[WHAT THE TASK ASKS] Omit every picture while repeating the entries exactly.

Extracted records
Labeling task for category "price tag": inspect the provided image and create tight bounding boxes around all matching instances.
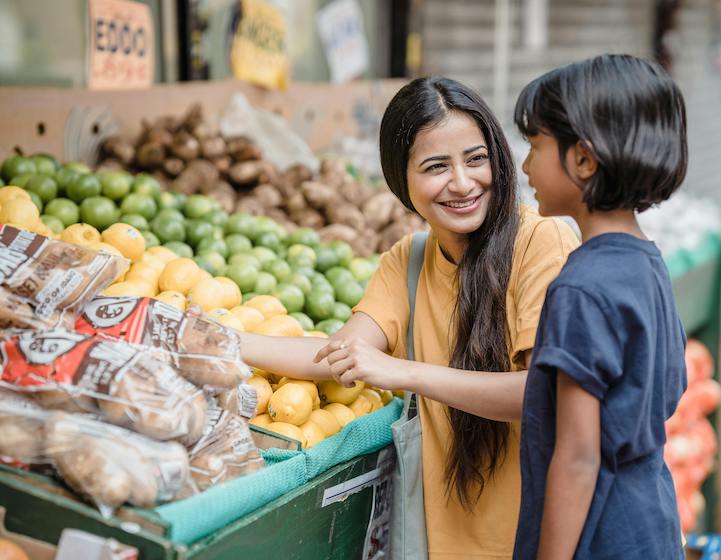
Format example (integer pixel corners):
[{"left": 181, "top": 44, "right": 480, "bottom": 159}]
[
  {"left": 88, "top": 0, "right": 155, "bottom": 90},
  {"left": 316, "top": 0, "right": 369, "bottom": 83}
]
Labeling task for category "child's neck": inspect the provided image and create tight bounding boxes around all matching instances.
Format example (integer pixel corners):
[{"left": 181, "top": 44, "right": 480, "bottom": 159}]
[{"left": 573, "top": 207, "right": 647, "bottom": 243}]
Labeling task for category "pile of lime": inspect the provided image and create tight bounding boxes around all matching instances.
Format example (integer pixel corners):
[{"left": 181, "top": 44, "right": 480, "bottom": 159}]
[{"left": 0, "top": 154, "right": 378, "bottom": 334}]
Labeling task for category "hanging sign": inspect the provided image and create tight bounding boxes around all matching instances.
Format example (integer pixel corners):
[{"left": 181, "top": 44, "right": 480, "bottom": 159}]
[{"left": 88, "top": 0, "right": 155, "bottom": 89}]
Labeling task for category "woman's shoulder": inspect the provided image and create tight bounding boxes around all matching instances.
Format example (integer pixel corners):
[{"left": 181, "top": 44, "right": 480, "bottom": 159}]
[{"left": 516, "top": 204, "right": 580, "bottom": 256}]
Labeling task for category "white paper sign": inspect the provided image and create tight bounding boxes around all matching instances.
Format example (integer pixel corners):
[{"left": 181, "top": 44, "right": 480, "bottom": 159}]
[{"left": 316, "top": 0, "right": 369, "bottom": 83}]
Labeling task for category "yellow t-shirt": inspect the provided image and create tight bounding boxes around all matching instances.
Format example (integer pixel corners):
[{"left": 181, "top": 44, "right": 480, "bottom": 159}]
[{"left": 355, "top": 206, "right": 579, "bottom": 560}]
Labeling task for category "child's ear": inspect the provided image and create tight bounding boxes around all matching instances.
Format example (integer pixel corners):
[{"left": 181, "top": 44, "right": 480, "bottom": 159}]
[{"left": 573, "top": 140, "right": 598, "bottom": 181}]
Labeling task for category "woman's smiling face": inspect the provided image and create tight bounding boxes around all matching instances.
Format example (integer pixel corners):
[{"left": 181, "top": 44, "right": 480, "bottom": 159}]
[{"left": 408, "top": 111, "right": 493, "bottom": 240}]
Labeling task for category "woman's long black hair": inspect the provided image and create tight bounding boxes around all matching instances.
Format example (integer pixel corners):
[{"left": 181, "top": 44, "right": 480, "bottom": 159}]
[
  {"left": 380, "top": 77, "right": 519, "bottom": 510},
  {"left": 514, "top": 54, "right": 688, "bottom": 212}
]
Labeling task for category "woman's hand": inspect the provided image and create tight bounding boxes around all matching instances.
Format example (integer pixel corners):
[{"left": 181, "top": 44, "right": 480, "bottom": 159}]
[{"left": 313, "top": 338, "right": 407, "bottom": 391}]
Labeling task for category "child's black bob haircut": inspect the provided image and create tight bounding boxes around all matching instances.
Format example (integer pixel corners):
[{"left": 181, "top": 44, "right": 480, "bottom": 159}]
[{"left": 514, "top": 54, "right": 688, "bottom": 212}]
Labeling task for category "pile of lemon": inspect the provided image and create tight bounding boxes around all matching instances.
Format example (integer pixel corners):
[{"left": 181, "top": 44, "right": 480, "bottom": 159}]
[{"left": 248, "top": 369, "right": 393, "bottom": 448}]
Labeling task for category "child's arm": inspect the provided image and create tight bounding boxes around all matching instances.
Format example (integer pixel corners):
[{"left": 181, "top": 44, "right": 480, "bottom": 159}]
[{"left": 538, "top": 371, "right": 601, "bottom": 560}]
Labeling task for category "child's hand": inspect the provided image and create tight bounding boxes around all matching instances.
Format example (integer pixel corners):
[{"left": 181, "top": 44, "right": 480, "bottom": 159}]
[{"left": 313, "top": 339, "right": 403, "bottom": 391}]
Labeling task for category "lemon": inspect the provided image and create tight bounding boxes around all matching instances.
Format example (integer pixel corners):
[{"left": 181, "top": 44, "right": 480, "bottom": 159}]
[
  {"left": 318, "top": 379, "right": 365, "bottom": 404},
  {"left": 186, "top": 278, "right": 223, "bottom": 311},
  {"left": 246, "top": 375, "right": 273, "bottom": 414},
  {"left": 230, "top": 305, "right": 265, "bottom": 331},
  {"left": 348, "top": 395, "right": 373, "bottom": 418},
  {"left": 303, "top": 331, "right": 328, "bottom": 338},
  {"left": 253, "top": 315, "right": 303, "bottom": 336},
  {"left": 158, "top": 258, "right": 201, "bottom": 296},
  {"left": 0, "top": 196, "right": 40, "bottom": 229},
  {"left": 244, "top": 295, "right": 288, "bottom": 319},
  {"left": 248, "top": 414, "right": 273, "bottom": 428},
  {"left": 321, "top": 403, "right": 356, "bottom": 428},
  {"left": 300, "top": 420, "right": 325, "bottom": 448},
  {"left": 103, "top": 281, "right": 155, "bottom": 297},
  {"left": 155, "top": 290, "right": 186, "bottom": 311},
  {"left": 278, "top": 377, "right": 320, "bottom": 410},
  {"left": 220, "top": 312, "right": 245, "bottom": 332},
  {"left": 0, "top": 185, "right": 32, "bottom": 205},
  {"left": 268, "top": 383, "right": 313, "bottom": 426},
  {"left": 101, "top": 224, "right": 145, "bottom": 262},
  {"left": 266, "top": 422, "right": 308, "bottom": 447},
  {"left": 146, "top": 245, "right": 178, "bottom": 264},
  {"left": 60, "top": 224, "right": 100, "bottom": 247},
  {"left": 358, "top": 387, "right": 383, "bottom": 412},
  {"left": 310, "top": 408, "right": 340, "bottom": 437}
]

[TASK SOLUTION]
Labeling task for category "price tag": inspect the provided image and create tight bounding boxes around all matching instances.
Format example (integer pixel corners):
[{"left": 181, "top": 44, "right": 480, "bottom": 159}]
[
  {"left": 88, "top": 0, "right": 155, "bottom": 90},
  {"left": 316, "top": 0, "right": 369, "bottom": 83}
]
Labeling task for category "child's neck": inspect the provided image and create tight bounding boxes around all matching instances.
Format example (integer pixel corners):
[{"left": 181, "top": 44, "right": 480, "bottom": 159}]
[{"left": 573, "top": 207, "right": 647, "bottom": 243}]
Labeling task for category "pile of lime": inspect the provided image and create tight bounding boxes around all matching instances.
Format example (integer pixel corners):
[{"left": 181, "top": 44, "right": 480, "bottom": 159}]
[{"left": 0, "top": 154, "right": 378, "bottom": 334}]
Labeling task for category "hanging sign": inspect the provided image and create tight bounding boxes around all matching instances.
Format example (integer pixel corners):
[{"left": 181, "top": 44, "right": 480, "bottom": 159}]
[{"left": 88, "top": 0, "right": 155, "bottom": 89}]
Labeling task for category "woman's shoulder": inspect the provided image and create tight bounding boxes around all matching instances.
Format example (integer pixel corners):
[{"left": 181, "top": 44, "right": 480, "bottom": 159}]
[{"left": 516, "top": 204, "right": 580, "bottom": 256}]
Labeling task for category "white paper sign": inspect the provided image and create tight bounding boxes around all matching instances.
Format example (integer pixel corners):
[{"left": 181, "top": 44, "right": 480, "bottom": 159}]
[{"left": 316, "top": 0, "right": 369, "bottom": 83}]
Labeling task for category "yellow t-shirt": inspect the provided image and create tight bounding boxes around all matching instances.
Format example (integer pixel corners):
[{"left": 181, "top": 44, "right": 480, "bottom": 159}]
[{"left": 355, "top": 206, "right": 579, "bottom": 560}]
Labeling task for category "child's ear": inspect the provided image and create tight bounding boxes around all matching instances.
Format example (integer pixel corners):
[{"left": 181, "top": 44, "right": 480, "bottom": 159}]
[{"left": 573, "top": 140, "right": 598, "bottom": 181}]
Labeling task for category "woman's smiling face": inspect the provided image and create tight bounding boxes around all matching instances.
Format example (integer pixel corners):
[{"left": 181, "top": 44, "right": 480, "bottom": 159}]
[{"left": 408, "top": 111, "right": 493, "bottom": 240}]
Labeling task for category "woman's long black hair": inspect the provided image and create tight bounding boxes around all matching instances.
Format example (integer pixel corners):
[{"left": 181, "top": 44, "right": 480, "bottom": 159}]
[
  {"left": 380, "top": 77, "right": 519, "bottom": 510},
  {"left": 514, "top": 54, "right": 688, "bottom": 212}
]
Labeling task for category "woman's hand": inspect the provided image and create tight bounding boxes around all matching instances.
Format example (integer pixel corners):
[{"left": 181, "top": 44, "right": 480, "bottom": 159}]
[{"left": 313, "top": 338, "right": 407, "bottom": 391}]
Labeling task for category "child's black bob haircut": inspect the provided image and create tight bounding boxes around all matching instances.
Format example (integer pixel corners):
[{"left": 181, "top": 44, "right": 480, "bottom": 159}]
[{"left": 514, "top": 54, "right": 688, "bottom": 212}]
Labeling task for category "pile of lemon": inspect the provided image and create tight bounding boxes around all matching instances.
Format example (integer pixel corners):
[{"left": 181, "top": 44, "right": 480, "bottom": 159}]
[{"left": 248, "top": 369, "right": 393, "bottom": 448}]
Labeling task for category "child's arm": inspect the provided image and create tight bounding boxes around all matching instances.
Format example (integer pixel corners):
[{"left": 181, "top": 44, "right": 480, "bottom": 159}]
[{"left": 538, "top": 371, "right": 601, "bottom": 560}]
Labeling task for category "child's hand": inspect the provided image and create tight bounding boxes around all matching instances.
Format example (integer pixel corners):
[{"left": 181, "top": 44, "right": 480, "bottom": 159}]
[{"left": 313, "top": 339, "right": 403, "bottom": 391}]
Labeling task for category "lemon": inspect the provided image and create tight bounding boxes around all matching instances.
Format example (integer pixel corners):
[{"left": 181, "top": 44, "right": 480, "bottom": 159}]
[
  {"left": 318, "top": 379, "right": 365, "bottom": 404},
  {"left": 186, "top": 278, "right": 223, "bottom": 311},
  {"left": 246, "top": 375, "right": 273, "bottom": 414},
  {"left": 230, "top": 305, "right": 265, "bottom": 331},
  {"left": 348, "top": 395, "right": 373, "bottom": 418},
  {"left": 303, "top": 331, "right": 328, "bottom": 338},
  {"left": 253, "top": 315, "right": 303, "bottom": 336},
  {"left": 158, "top": 258, "right": 201, "bottom": 296},
  {"left": 0, "top": 196, "right": 40, "bottom": 229},
  {"left": 244, "top": 295, "right": 288, "bottom": 319},
  {"left": 248, "top": 414, "right": 273, "bottom": 428},
  {"left": 321, "top": 403, "right": 356, "bottom": 428},
  {"left": 300, "top": 420, "right": 325, "bottom": 448},
  {"left": 103, "top": 281, "right": 155, "bottom": 297},
  {"left": 155, "top": 290, "right": 186, "bottom": 311},
  {"left": 278, "top": 377, "right": 320, "bottom": 410},
  {"left": 220, "top": 312, "right": 245, "bottom": 332},
  {"left": 0, "top": 185, "right": 32, "bottom": 205},
  {"left": 268, "top": 383, "right": 313, "bottom": 426},
  {"left": 101, "top": 224, "right": 145, "bottom": 262},
  {"left": 266, "top": 422, "right": 308, "bottom": 447},
  {"left": 146, "top": 245, "right": 178, "bottom": 264},
  {"left": 60, "top": 224, "right": 100, "bottom": 247},
  {"left": 358, "top": 387, "right": 383, "bottom": 412},
  {"left": 310, "top": 408, "right": 340, "bottom": 437}
]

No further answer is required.